Antonio Guerrero, one of the five Cuban antiterrorists unjustly imprisoned in the United States since 1998 has had his sentence reduced to 21 years plus 10 months in jail.

Judge Joan Lenard ignored an agreement reached by the US government and defense attorneys to settle on a reduction to 20 years when she approved the lighter sentence 13 October in Miami.

Fernando Gonzalez and Ramón Labañino, who were due to be resentenced with Antonio had their hearings postponed after the judge issued an order in response to a request by the defense.

All three had their previous sentences overturned by the 11th Circuit of Atlanta’s Court of Appeals which declared their orignal punishment too harsh because the government had never proved that they had traded in “top secret” intelligence.

__RECORDS SHOWN__

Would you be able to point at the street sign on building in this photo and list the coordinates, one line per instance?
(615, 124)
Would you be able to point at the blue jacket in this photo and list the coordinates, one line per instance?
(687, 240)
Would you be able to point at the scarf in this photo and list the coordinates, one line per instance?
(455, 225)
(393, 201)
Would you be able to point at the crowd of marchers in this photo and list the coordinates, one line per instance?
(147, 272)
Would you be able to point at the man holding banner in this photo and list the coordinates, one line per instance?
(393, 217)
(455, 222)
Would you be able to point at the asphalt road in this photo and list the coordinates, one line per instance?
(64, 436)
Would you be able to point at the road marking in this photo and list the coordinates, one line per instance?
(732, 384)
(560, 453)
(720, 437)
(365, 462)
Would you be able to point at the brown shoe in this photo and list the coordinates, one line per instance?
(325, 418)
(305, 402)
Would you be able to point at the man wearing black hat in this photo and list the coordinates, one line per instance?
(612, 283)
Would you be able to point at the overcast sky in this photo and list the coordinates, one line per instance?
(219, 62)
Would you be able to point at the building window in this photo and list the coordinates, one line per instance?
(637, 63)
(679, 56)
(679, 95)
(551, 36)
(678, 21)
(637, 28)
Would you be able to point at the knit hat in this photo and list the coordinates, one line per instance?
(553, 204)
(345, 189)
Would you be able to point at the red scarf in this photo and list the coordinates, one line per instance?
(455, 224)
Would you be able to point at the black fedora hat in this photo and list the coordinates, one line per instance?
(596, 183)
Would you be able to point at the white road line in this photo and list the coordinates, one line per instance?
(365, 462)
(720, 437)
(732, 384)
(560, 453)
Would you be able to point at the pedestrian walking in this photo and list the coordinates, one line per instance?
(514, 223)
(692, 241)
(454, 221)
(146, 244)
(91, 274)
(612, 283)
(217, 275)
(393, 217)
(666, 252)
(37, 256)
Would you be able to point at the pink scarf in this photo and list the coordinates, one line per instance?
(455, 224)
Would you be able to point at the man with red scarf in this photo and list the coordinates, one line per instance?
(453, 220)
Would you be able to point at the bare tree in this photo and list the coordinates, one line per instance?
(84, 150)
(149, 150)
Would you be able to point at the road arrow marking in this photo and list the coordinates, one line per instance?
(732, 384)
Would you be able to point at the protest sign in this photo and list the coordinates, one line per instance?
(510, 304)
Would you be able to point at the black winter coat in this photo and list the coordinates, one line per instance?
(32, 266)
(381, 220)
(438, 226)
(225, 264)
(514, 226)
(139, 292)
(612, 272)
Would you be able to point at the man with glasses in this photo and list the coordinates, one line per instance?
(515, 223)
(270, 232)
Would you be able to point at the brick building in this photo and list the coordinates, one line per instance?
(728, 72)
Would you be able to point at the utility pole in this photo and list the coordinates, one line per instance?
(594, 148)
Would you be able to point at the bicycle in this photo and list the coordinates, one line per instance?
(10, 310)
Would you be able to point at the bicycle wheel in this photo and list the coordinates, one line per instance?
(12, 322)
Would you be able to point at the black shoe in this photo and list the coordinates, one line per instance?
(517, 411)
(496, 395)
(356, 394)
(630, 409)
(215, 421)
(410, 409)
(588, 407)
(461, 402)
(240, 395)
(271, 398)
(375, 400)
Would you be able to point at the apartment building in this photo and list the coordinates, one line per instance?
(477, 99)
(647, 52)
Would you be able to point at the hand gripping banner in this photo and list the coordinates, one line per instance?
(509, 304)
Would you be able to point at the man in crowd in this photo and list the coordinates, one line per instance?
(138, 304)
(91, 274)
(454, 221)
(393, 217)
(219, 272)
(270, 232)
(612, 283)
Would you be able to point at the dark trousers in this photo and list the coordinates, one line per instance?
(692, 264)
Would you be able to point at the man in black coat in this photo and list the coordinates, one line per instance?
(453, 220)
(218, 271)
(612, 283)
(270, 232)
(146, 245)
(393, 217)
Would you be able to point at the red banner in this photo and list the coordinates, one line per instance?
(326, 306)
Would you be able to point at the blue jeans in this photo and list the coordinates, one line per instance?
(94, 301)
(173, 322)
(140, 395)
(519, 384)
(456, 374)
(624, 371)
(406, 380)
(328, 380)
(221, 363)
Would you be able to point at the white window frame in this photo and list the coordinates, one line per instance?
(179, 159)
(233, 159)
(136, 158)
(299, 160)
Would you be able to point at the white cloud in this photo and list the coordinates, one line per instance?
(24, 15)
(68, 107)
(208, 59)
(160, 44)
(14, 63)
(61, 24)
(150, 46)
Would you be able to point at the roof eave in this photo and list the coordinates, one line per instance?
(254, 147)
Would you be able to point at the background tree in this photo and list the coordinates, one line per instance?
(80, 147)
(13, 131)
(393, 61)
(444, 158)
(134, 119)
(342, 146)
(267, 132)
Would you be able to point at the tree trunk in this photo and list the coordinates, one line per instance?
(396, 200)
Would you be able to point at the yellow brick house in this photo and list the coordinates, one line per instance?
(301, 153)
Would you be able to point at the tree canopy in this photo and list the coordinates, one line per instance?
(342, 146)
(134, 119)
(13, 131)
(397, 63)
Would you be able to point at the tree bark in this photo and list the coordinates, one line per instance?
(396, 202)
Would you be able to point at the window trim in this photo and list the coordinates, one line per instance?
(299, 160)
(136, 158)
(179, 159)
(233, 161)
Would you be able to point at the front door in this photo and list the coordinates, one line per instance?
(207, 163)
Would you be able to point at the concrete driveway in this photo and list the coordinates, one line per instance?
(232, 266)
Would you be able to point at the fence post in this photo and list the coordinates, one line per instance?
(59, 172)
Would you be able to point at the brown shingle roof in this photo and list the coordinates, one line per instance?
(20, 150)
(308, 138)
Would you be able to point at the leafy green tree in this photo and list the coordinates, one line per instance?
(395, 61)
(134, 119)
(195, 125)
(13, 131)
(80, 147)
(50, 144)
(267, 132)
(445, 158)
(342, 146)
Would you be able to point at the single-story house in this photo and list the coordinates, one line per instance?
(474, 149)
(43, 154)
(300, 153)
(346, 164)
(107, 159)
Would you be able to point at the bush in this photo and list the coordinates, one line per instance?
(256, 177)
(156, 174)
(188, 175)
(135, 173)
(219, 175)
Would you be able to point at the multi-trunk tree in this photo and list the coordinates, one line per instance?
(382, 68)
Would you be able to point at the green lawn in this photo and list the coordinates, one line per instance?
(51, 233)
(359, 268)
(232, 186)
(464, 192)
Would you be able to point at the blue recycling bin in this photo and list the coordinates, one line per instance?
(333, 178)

__TASKS TO COMPLETE__
**1.** Reproduce part of the news item on Antonio Guerrero's reduced sentence word for word, beginning at the words "Fernando Gonzalez and" and stopping after the words "by the defense.".
**2.** Carry the news item about the resentencing of the imprisoned Cubans forward from its last sentence.
The entries have nothing to do with the work asked for here.

__EXERCISE RESULTS__
**1.**
Fernando Gonzalez and Ramón Labañino, who were due to be resentenced with Antonio had their hearings postponed after the judge issued an order in response to a request by the defense.

**2.**
Judge Joan A. Lenard of Federal District Court replaced Antonio Guerrero’s life sentence with a sentence of 262 months, which means he will be out of prison in about seven years, counting time served since his 1998 arrest and time off for good behavior. Prosecutors and Mr. Guerrero’s lawyers had asked for the sentence to be reduced to 240 months.

“It was odd,” said Leonard Weinglass,
Mr. Guerrero’s lawyer. “You have a man who was on a military base but who didn’t take a single classified document and no one testified that he injured U.S. national security, but the judge still rejects the prosecutors’ request to lighten the sentence.”